## INSTRUCTIONS TO FOLLOW
Output an exact reproduction of the data.

## Coordinate annotation records
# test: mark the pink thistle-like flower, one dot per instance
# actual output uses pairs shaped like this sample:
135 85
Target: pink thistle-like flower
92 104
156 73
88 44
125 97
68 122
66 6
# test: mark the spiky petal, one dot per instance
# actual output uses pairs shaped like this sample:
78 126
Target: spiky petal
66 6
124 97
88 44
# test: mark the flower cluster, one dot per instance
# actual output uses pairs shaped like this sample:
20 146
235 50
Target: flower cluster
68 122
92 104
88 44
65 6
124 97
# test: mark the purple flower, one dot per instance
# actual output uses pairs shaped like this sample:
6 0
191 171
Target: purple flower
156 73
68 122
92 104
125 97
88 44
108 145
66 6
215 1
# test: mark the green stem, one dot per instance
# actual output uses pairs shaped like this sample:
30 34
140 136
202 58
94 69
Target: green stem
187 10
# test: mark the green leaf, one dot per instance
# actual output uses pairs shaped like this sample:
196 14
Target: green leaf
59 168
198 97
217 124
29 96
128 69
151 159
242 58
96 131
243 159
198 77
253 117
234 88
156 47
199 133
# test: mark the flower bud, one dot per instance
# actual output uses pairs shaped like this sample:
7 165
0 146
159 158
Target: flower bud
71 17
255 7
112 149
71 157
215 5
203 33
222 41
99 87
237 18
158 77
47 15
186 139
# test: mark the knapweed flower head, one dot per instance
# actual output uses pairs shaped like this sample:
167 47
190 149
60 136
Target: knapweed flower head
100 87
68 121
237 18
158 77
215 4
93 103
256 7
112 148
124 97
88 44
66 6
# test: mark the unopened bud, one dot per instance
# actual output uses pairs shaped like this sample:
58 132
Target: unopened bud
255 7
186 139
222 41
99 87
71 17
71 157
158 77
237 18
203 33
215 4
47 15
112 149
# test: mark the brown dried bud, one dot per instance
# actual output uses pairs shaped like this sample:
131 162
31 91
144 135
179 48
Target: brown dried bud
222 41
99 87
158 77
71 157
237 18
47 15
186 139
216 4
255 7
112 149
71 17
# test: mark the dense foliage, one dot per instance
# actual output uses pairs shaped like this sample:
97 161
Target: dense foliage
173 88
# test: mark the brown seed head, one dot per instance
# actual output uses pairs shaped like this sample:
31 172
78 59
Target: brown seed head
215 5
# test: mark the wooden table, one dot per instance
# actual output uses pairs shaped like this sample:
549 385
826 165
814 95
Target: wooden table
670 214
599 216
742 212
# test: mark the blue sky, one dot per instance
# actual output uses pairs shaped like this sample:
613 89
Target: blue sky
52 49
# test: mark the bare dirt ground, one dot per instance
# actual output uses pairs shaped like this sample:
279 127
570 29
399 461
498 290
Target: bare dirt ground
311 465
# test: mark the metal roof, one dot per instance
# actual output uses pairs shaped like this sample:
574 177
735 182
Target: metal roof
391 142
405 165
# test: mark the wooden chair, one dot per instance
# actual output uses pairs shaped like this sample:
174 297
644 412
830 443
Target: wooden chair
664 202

## ANSWER TO THE PROBLEM
# test: mark the pink thistle-like flower, one dot per instance
# actual output uses pairs shaped like this sample:
135 85
Target: pink thistle-like flower
92 104
156 73
88 44
125 97
68 122
66 6
# test: mark the spiky petal, one dot per instance
# actual output uses pairs shaped like this sample:
78 126
Target: spiky petal
66 6
124 97
88 44
# test: mark the flower cluster, one dot per instance
# actual output uses pairs shaped like this sample:
20 146
235 50
Target: flower cluster
68 122
92 104
88 44
65 6
124 97
# test: mark the purple flower, one dot per instance
# actual output uses pairs shaped like this sample:
6 0
191 171
Target: purple flower
156 73
68 122
92 104
125 97
88 44
108 145
66 6
215 1
# test: mark the green stem, one dot per instance
# actual output uses pairs shaped like this sample:
30 34
140 136
202 58
94 69
Target: green stem
187 10
# test: mark the green leaf, one dot per instance
# actual output uses pairs shaped like this sample:
196 14
Target: green leaf
59 168
198 97
217 124
29 96
128 69
151 159
242 58
96 131
243 159
198 77
253 117
234 88
156 47
199 133
# test: mark the flower bud, one dot per instance
# actual output uses pairs shaped like this sample:
7 165
0 146
159 158
Target: flower bud
71 17
255 7
112 149
71 157
215 5
203 33
222 41
99 87
237 18
158 77
47 15
186 139
# test: mark the knapweed flower head, one dot per instance
# actual output uses pairs shaped like this sample:
167 47
190 149
60 136
Target: knapweed flower head
100 87
68 121
237 18
158 77
215 4
93 103
256 7
112 148
124 97
88 44
66 6
# test: mark the unopened bud, one dot per instance
# actual output uses pairs shaped like this sample:
58 132
Target: unopened bud
255 7
186 139
222 41
99 87
71 17
71 157
158 77
237 18
203 33
215 4
47 15
112 149
# test: mark the brown dried bud, one dot per instance
# actual output uses pairs shaped like this sample:
131 162
31 91
144 135
179 48
Target: brown dried bud
222 41
99 87
158 77
71 157
237 18
47 15
186 139
216 4
255 7
112 149
71 17
# test: mark the dense foliage, one dot per instance
# actual output uses pairs shaped like this sample:
97 161
Target: dense foliage
173 88
# test: mark the brown seed head, one dot per instance
# actual output uses pairs shaped like this sample:
31 172
78 59
Target: brown seed head
215 5
# test: mark the wooden table, one dot per instance
# actual output uses pairs shaped like this sample:
549 385
826 165
814 95
Target: wooden table
670 214
599 216
742 212
# test: mark the blue sky, one dot per instance
# actual output uses pairs shaped like this sample:
613 89
Target: blue sky
52 49
# test: mark the bare dirt ground, one dot per instance
# actual output uses pairs shaped like this sample:
279 127
570 29
399 461
498 290
Target: bare dirt ground
311 465
# test: mark the metal roof, one dot per instance
# actual output uses pairs shaped like this sample:
574 177
735 182
Target: metal roof
391 142
405 165
# test: mark the wooden chair, one dot per instance
# actual output uses pairs shaped like this sample:
174 297
644 412
830 443
Target: wooden chair
664 202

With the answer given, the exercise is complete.